**Work instructions:** In the entries that follow, the lines from the one with "Where can the stone wall" through the one with "Where can the blue" are the ones to write out, exactly and with both ends included. Nothing else should appear.
====== Supplied records
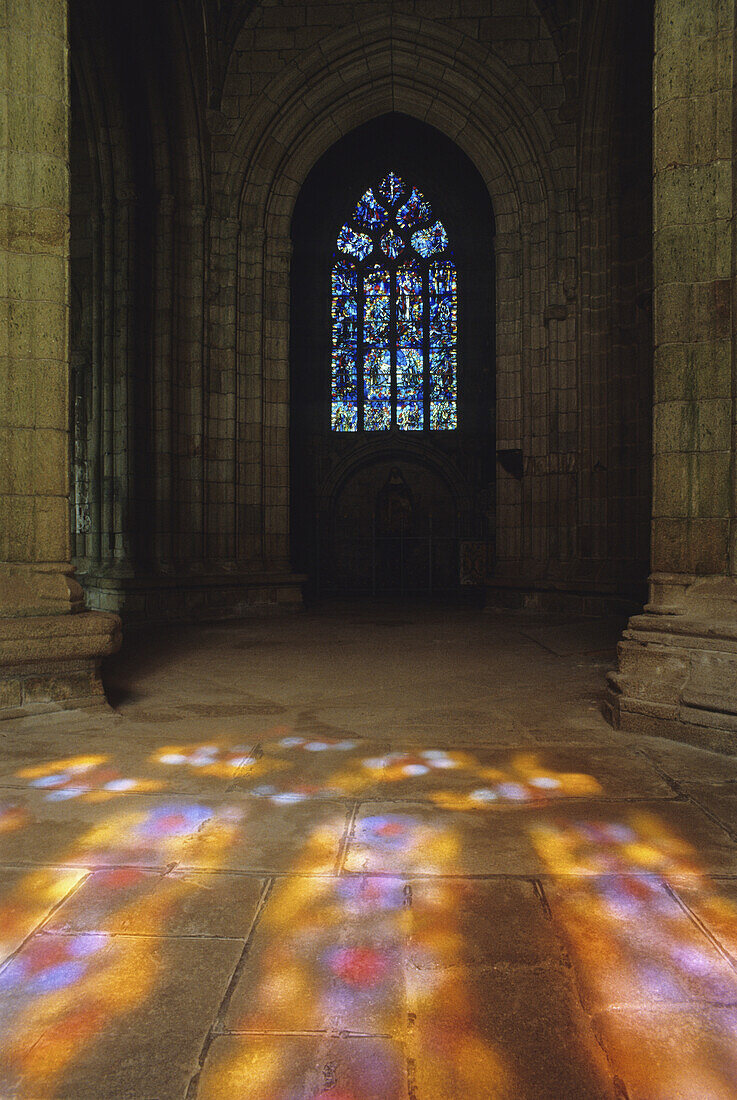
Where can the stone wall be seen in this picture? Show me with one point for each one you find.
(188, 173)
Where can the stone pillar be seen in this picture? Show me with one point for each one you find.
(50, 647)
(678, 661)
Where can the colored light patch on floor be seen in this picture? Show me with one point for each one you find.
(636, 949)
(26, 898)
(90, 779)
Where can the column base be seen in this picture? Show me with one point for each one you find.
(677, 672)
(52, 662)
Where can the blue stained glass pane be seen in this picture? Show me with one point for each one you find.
============
====== Supplied records
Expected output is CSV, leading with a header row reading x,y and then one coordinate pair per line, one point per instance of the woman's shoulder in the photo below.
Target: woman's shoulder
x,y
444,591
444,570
============
====== Supplied records
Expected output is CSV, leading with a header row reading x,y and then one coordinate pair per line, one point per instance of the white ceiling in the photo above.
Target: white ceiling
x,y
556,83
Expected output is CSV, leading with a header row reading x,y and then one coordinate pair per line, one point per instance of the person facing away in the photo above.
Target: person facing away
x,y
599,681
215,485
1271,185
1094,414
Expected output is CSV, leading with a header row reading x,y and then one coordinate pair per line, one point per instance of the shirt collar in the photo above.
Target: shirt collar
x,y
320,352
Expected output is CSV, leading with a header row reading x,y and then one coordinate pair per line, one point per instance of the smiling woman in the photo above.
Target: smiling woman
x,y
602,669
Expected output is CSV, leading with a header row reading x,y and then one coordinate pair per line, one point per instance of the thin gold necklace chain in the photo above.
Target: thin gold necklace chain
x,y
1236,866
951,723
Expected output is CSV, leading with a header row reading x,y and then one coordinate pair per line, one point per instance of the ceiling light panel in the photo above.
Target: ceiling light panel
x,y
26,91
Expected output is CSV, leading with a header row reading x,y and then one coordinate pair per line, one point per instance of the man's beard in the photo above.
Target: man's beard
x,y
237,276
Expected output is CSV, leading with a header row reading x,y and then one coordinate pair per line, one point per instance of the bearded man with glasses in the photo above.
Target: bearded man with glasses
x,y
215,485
============
**Answer space:**
Where can the stone wall be seen in this picture? Show me with one point for each one you find.
(188, 173)
Where can the stone pillar be seen in this picture? Show me with one point for each one you find.
(50, 647)
(678, 661)
Where can the colored light patch on floor be seen in this picture? Show me with one point for each one you find.
(636, 949)
(26, 898)
(90, 779)
Where can the column base be seen in this picture? Show me with one point for each one you find.
(677, 672)
(52, 662)
Where can the blue stained glass pane be seen in this picture? Show me with one point for each one you find.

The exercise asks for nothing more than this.